Each line from the one containing "Circle every balcony" through the final line below must be reproduced exactly, and no others.

=== Records supplied ===

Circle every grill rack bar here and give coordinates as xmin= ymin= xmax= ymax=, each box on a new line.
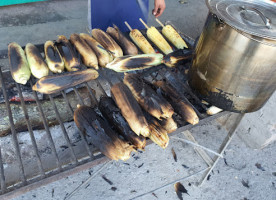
xmin=16 ymin=83 xmax=45 ymax=178
xmin=48 ymin=94 xmax=78 ymax=165
xmin=0 ymin=146 xmax=6 ymax=194
xmin=29 ymin=81 xmax=62 ymax=172
xmin=61 ymin=90 xmax=94 ymax=159
xmin=0 ymin=70 xmax=27 ymax=185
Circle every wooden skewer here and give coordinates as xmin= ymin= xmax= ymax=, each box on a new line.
xmin=124 ymin=21 xmax=133 ymax=31
xmin=155 ymin=18 xmax=165 ymax=28
xmin=139 ymin=18 xmax=149 ymax=29
xmin=86 ymin=27 xmax=91 ymax=34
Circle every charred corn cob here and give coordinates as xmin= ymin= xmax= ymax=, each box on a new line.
xmin=106 ymin=53 xmax=163 ymax=72
xmin=74 ymin=105 xmax=134 ymax=161
xmin=99 ymin=97 xmax=146 ymax=150
xmin=159 ymin=117 xmax=178 ymax=134
xmin=162 ymin=25 xmax=188 ymax=49
xmin=163 ymin=49 xmax=193 ymax=68
xmin=8 ymin=42 xmax=31 ymax=85
xmin=124 ymin=73 xmax=174 ymax=119
xmin=32 ymin=69 xmax=98 ymax=94
xmin=129 ymin=29 xmax=155 ymax=54
xmin=91 ymin=29 xmax=123 ymax=58
xmin=145 ymin=112 xmax=169 ymax=149
xmin=44 ymin=40 xmax=64 ymax=73
xmin=106 ymin=24 xmax=138 ymax=55
xmin=56 ymin=35 xmax=80 ymax=72
xmin=70 ymin=33 xmax=98 ymax=69
xmin=79 ymin=33 xmax=113 ymax=67
xmin=25 ymin=43 xmax=49 ymax=79
xmin=154 ymin=80 xmax=199 ymax=125
xmin=111 ymin=83 xmax=150 ymax=137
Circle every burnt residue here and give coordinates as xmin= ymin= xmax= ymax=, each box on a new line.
xmin=99 ymin=97 xmax=146 ymax=150
xmin=111 ymin=187 xmax=117 ymax=191
xmin=272 ymin=172 xmax=276 ymax=176
xmin=60 ymin=145 xmax=68 ymax=150
xmin=207 ymin=174 xmax=211 ymax=181
xmin=182 ymin=164 xmax=189 ymax=169
xmin=224 ymin=158 xmax=228 ymax=166
xmin=46 ymin=43 xmax=63 ymax=63
xmin=163 ymin=49 xmax=193 ymax=67
xmin=164 ymin=72 xmax=205 ymax=113
xmin=102 ymin=175 xmax=113 ymax=185
xmin=174 ymin=182 xmax=189 ymax=200
xmin=8 ymin=43 xmax=24 ymax=73
xmin=138 ymin=163 xmax=144 ymax=168
xmin=92 ymin=29 xmax=113 ymax=48
xmin=152 ymin=193 xmax=158 ymax=198
xmin=255 ymin=163 xmax=265 ymax=171
xmin=171 ymin=148 xmax=177 ymax=162
xmin=241 ymin=180 xmax=250 ymax=188
xmin=56 ymin=35 xmax=79 ymax=68
xmin=125 ymin=57 xmax=155 ymax=68
xmin=27 ymin=44 xmax=45 ymax=65
xmin=124 ymin=74 xmax=172 ymax=119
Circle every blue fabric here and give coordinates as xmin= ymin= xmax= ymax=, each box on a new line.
xmin=90 ymin=0 xmax=149 ymax=32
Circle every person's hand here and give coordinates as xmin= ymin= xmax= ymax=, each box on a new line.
xmin=152 ymin=0 xmax=166 ymax=17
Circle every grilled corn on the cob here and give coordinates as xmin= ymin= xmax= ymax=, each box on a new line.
xmin=25 ymin=43 xmax=49 ymax=79
xmin=91 ymin=29 xmax=123 ymax=58
xmin=70 ymin=33 xmax=98 ymax=69
xmin=139 ymin=18 xmax=172 ymax=55
xmin=32 ymin=69 xmax=99 ymax=94
xmin=129 ymin=29 xmax=155 ymax=54
xmin=124 ymin=73 xmax=174 ymax=119
xmin=154 ymin=80 xmax=199 ymax=125
xmin=99 ymin=97 xmax=146 ymax=150
xmin=79 ymin=33 xmax=113 ymax=67
xmin=106 ymin=25 xmax=138 ymax=55
xmin=146 ymin=26 xmax=173 ymax=55
xmin=74 ymin=105 xmax=134 ymax=161
xmin=111 ymin=83 xmax=150 ymax=137
xmin=163 ymin=49 xmax=193 ymax=68
xmin=56 ymin=35 xmax=80 ymax=72
xmin=8 ymin=42 xmax=31 ymax=85
xmin=106 ymin=53 xmax=163 ymax=72
xmin=162 ymin=24 xmax=188 ymax=49
xmin=44 ymin=40 xmax=64 ymax=73
xmin=145 ymin=113 xmax=169 ymax=149
xmin=159 ymin=117 xmax=178 ymax=134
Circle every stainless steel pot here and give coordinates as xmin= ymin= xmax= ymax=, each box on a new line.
xmin=188 ymin=0 xmax=276 ymax=113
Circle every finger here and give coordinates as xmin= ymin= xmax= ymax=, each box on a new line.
xmin=152 ymin=5 xmax=158 ymax=16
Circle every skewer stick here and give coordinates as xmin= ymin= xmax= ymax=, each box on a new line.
xmin=124 ymin=21 xmax=133 ymax=31
xmin=86 ymin=27 xmax=91 ymax=34
xmin=139 ymin=18 xmax=149 ymax=29
xmin=155 ymin=18 xmax=165 ymax=27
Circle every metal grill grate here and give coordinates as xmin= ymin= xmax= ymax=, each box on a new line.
xmin=0 ymin=29 xmax=237 ymax=198
xmin=0 ymin=60 xmax=228 ymax=198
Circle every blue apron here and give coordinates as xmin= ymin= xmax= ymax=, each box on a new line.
xmin=90 ymin=0 xmax=149 ymax=32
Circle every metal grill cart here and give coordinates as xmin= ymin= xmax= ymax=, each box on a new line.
xmin=0 ymin=37 xmax=244 ymax=199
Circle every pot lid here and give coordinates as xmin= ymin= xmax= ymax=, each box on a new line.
xmin=206 ymin=0 xmax=276 ymax=40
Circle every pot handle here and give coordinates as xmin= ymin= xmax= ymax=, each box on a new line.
xmin=240 ymin=6 xmax=271 ymax=29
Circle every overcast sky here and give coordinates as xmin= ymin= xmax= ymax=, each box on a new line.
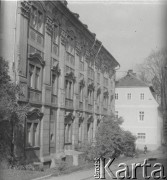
xmin=67 ymin=0 xmax=166 ymax=78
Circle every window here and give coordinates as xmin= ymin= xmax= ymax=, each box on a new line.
xmin=52 ymin=74 xmax=57 ymax=95
xmin=115 ymin=93 xmax=118 ymax=100
xmin=79 ymin=61 xmax=84 ymax=71
xmin=115 ymin=111 xmax=118 ymax=118
xmin=88 ymin=89 xmax=93 ymax=105
xmin=29 ymin=64 xmax=41 ymax=90
xmin=79 ymin=73 xmax=84 ymax=80
xmin=30 ymin=5 xmax=44 ymax=34
xmin=140 ymin=93 xmax=144 ymax=100
xmin=26 ymin=122 xmax=40 ymax=147
xmin=65 ymin=123 xmax=72 ymax=144
xmin=28 ymin=45 xmax=44 ymax=58
xmin=50 ymin=109 xmax=55 ymax=144
xmin=35 ymin=67 xmax=40 ymax=89
xmin=103 ymin=96 xmax=108 ymax=108
xmin=65 ymin=80 xmax=73 ymax=99
xmin=66 ymin=35 xmax=75 ymax=67
xmin=29 ymin=64 xmax=34 ymax=88
xmin=66 ymin=53 xmax=75 ymax=66
xmin=97 ymin=87 xmax=100 ymax=104
xmin=52 ymin=59 xmax=58 ymax=67
xmin=88 ymin=67 xmax=94 ymax=79
xmin=127 ymin=93 xmax=131 ymax=100
xmin=78 ymin=122 xmax=82 ymax=144
xmin=53 ymin=26 xmax=59 ymax=45
xmin=139 ymin=111 xmax=144 ymax=121
xmin=137 ymin=133 xmax=146 ymax=142
xmin=52 ymin=26 xmax=59 ymax=55
xmin=79 ymin=85 xmax=83 ymax=102
xmin=87 ymin=123 xmax=93 ymax=143
xmin=97 ymin=73 xmax=100 ymax=83
xmin=104 ymin=77 xmax=108 ymax=87
xmin=66 ymin=66 xmax=74 ymax=74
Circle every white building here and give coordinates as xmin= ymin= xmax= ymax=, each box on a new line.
xmin=115 ymin=70 xmax=162 ymax=151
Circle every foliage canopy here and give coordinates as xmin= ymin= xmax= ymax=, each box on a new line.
xmin=82 ymin=115 xmax=136 ymax=161
xmin=0 ymin=57 xmax=29 ymax=165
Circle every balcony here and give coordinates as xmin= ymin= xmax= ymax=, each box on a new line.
xmin=65 ymin=98 xmax=73 ymax=109
xmin=79 ymin=102 xmax=83 ymax=109
xmin=51 ymin=94 xmax=58 ymax=106
xmin=28 ymin=88 xmax=42 ymax=103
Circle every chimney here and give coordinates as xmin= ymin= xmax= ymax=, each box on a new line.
xmin=60 ymin=0 xmax=68 ymax=6
xmin=73 ymin=13 xmax=80 ymax=19
xmin=127 ymin=69 xmax=136 ymax=76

===

--- Reply ---
Circle every balcony here and give coordinates as xmin= ymin= xmax= ymax=, each box on a new line.
xmin=65 ymin=98 xmax=73 ymax=109
xmin=79 ymin=102 xmax=83 ymax=109
xmin=51 ymin=94 xmax=58 ymax=106
xmin=28 ymin=88 xmax=42 ymax=103
Circle every chimney here and give coordinates as xmin= ymin= xmax= ymax=, each box on a new line.
xmin=60 ymin=0 xmax=68 ymax=6
xmin=73 ymin=13 xmax=80 ymax=19
xmin=127 ymin=69 xmax=136 ymax=76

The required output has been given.